-- The request --
Rewrite the material from its start through the line with "POLYGON ((88 94, 85", replacing "child's eye" with "child's pupil" and leaving everything else as it is. Leave the pictures out.

#### Data shown

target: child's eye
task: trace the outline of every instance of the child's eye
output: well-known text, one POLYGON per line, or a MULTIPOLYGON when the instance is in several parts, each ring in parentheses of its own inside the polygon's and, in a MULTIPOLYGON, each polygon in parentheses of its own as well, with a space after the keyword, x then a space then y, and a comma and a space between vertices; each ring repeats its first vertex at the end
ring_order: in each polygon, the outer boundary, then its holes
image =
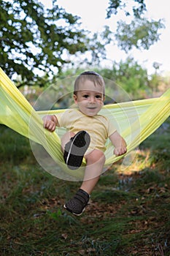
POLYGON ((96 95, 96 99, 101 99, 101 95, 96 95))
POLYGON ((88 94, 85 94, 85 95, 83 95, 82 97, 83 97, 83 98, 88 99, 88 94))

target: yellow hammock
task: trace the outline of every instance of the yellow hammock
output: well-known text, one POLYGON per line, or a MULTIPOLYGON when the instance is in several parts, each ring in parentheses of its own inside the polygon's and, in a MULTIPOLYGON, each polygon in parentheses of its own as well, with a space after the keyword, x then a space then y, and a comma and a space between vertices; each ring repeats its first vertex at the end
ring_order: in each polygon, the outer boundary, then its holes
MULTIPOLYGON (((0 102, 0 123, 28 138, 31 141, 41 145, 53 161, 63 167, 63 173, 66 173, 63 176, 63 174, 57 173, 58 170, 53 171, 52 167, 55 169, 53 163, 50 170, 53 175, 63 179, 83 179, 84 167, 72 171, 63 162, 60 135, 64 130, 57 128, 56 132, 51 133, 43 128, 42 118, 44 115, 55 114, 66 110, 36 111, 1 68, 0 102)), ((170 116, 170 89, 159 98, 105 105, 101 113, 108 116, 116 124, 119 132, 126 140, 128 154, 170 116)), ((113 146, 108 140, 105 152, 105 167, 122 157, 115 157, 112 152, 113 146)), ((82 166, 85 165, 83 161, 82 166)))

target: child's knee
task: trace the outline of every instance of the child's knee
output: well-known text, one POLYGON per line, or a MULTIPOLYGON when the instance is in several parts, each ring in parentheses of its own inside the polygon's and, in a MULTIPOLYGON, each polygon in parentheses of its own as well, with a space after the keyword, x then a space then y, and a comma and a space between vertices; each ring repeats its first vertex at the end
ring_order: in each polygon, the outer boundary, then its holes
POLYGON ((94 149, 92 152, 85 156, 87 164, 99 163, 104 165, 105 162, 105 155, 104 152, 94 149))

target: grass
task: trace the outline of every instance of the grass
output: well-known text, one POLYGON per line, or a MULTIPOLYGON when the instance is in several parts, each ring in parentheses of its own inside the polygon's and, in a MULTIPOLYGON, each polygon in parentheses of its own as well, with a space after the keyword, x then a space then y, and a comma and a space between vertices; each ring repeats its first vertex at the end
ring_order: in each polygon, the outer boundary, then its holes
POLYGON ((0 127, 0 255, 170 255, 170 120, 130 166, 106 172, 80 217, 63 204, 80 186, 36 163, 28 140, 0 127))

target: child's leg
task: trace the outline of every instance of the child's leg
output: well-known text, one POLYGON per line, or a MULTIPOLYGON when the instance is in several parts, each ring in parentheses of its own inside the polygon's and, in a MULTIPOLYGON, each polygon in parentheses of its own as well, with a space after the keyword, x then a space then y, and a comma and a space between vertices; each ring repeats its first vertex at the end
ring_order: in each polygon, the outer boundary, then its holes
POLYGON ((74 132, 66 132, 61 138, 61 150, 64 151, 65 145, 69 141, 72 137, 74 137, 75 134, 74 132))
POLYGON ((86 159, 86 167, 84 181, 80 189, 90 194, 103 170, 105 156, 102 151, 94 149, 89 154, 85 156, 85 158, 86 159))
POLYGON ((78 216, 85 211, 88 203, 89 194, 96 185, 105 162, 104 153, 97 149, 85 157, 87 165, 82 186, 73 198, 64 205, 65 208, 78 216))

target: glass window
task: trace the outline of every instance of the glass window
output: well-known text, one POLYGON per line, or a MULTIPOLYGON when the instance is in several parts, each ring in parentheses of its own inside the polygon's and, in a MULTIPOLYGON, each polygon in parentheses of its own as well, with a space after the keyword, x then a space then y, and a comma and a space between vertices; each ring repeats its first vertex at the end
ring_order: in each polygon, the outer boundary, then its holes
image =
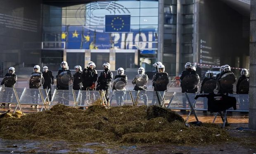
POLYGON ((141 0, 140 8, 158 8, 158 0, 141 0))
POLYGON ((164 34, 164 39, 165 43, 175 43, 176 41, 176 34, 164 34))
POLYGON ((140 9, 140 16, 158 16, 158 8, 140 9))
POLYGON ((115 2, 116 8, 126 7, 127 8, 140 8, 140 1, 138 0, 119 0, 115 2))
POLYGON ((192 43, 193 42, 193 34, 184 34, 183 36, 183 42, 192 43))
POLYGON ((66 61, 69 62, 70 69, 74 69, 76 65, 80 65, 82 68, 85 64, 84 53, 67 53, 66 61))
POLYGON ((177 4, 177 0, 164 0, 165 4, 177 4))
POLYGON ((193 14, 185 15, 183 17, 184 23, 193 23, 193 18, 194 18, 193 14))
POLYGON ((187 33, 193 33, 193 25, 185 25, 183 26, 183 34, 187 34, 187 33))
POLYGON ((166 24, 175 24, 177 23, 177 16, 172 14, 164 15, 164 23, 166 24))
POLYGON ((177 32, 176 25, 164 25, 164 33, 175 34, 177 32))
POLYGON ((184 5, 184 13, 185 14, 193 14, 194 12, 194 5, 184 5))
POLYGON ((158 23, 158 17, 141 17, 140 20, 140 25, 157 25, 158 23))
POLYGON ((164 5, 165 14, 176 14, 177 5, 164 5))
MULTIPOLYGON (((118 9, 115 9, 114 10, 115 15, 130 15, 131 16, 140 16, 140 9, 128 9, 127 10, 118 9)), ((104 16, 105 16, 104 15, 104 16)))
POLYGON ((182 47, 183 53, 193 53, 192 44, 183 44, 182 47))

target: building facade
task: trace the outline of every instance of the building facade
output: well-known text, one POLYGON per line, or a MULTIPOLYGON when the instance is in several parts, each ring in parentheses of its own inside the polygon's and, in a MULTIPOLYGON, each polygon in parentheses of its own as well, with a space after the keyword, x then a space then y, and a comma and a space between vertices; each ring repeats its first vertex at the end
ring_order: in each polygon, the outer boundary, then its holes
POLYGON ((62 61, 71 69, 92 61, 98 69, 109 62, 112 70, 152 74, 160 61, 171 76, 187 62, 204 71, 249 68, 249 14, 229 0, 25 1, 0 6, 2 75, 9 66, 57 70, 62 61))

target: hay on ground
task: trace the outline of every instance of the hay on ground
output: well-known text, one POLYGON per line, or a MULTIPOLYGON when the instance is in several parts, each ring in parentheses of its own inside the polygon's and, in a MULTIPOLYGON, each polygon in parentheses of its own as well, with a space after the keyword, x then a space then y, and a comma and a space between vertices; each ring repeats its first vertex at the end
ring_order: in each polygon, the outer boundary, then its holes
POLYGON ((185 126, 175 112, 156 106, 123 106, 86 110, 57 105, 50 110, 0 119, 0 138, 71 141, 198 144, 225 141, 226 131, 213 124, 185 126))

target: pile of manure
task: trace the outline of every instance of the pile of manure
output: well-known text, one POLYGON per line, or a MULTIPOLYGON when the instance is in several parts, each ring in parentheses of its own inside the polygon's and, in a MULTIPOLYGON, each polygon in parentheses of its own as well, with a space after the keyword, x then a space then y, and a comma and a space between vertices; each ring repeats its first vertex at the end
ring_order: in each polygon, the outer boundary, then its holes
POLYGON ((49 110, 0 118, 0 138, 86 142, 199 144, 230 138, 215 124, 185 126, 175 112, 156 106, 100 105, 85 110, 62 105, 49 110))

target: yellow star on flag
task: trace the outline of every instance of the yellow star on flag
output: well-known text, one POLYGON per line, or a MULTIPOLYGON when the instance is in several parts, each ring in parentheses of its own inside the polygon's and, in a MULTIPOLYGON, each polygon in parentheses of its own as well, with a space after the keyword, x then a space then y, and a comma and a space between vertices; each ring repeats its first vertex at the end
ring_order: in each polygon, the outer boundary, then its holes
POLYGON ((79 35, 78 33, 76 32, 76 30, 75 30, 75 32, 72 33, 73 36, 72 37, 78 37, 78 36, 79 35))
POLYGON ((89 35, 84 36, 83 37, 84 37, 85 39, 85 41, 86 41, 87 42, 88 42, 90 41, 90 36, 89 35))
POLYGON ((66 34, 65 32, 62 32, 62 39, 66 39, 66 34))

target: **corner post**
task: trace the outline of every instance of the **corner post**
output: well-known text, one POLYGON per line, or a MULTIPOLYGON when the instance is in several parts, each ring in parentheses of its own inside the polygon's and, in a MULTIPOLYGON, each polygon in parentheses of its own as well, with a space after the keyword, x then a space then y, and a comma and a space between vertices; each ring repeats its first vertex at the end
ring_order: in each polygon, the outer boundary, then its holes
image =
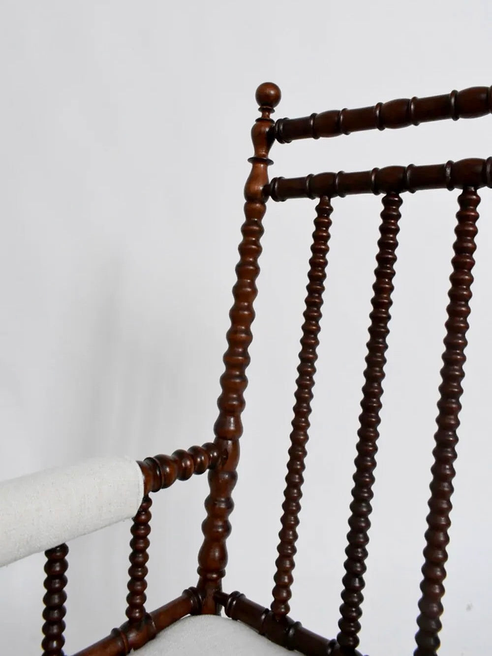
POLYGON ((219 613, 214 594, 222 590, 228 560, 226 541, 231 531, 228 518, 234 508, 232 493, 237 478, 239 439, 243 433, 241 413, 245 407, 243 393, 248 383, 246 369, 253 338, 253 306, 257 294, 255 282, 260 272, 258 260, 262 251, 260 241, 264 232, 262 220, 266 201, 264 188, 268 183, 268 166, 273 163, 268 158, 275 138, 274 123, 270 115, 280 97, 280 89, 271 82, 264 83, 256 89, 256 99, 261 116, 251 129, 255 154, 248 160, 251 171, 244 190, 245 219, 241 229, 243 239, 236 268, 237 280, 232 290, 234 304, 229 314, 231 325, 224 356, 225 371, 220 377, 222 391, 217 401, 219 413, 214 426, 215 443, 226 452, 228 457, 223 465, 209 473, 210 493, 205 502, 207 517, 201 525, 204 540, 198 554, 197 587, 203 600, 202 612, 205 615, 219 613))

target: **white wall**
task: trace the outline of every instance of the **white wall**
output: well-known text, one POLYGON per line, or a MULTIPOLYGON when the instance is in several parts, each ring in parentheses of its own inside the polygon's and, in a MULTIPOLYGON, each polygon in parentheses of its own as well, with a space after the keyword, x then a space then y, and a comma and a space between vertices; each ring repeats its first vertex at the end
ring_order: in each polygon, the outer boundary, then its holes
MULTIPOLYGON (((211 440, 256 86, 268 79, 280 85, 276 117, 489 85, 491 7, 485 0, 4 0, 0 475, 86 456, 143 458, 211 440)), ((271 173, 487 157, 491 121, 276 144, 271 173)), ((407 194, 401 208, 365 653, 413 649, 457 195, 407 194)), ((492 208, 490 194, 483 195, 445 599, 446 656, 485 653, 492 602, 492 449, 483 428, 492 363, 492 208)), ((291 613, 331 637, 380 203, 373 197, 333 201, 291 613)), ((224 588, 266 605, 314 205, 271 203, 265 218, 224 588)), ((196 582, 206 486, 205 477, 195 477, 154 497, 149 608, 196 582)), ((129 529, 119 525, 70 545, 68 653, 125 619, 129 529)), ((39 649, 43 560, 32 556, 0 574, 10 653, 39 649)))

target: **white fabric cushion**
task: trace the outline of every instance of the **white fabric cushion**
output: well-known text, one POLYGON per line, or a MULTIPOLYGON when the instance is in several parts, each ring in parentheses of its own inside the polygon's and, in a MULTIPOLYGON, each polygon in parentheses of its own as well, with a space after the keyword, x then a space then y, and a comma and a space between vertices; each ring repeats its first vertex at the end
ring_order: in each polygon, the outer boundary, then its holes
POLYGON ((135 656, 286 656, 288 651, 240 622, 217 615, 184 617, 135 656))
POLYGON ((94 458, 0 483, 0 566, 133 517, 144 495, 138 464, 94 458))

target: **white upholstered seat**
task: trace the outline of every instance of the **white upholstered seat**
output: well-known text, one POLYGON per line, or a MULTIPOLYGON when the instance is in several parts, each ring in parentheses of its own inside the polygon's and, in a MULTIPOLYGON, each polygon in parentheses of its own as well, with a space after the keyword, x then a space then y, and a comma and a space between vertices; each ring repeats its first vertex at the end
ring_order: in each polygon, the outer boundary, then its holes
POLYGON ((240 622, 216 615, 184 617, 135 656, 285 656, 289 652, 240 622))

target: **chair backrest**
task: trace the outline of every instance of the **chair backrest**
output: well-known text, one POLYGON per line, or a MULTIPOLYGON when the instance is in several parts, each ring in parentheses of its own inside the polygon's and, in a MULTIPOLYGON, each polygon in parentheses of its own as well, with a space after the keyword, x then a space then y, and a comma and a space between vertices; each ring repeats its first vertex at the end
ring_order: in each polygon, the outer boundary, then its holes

########

-- Answer to this exercise --
target: child's pupil
task: trace the outline of every instance of the child's pupil
output: well-known text, one POLYGON per line, or a MULTIPOLYGON when the instance is in several parts, each ring in parentheses of its own inside the polygon's and, in a MULTIPOLYGON, each polygon in parentheses of its own as well, with a space after the keyword, x then a space then y, and a comma and a space between vertices; each ring repeats its first vertex at the end
ring_order: in each polygon, the outer boundary, then its holes
image =
POLYGON ((96 95, 96 99, 101 99, 101 95, 96 95))
POLYGON ((88 94, 85 94, 85 95, 83 95, 82 97, 83 97, 83 98, 88 99, 88 94))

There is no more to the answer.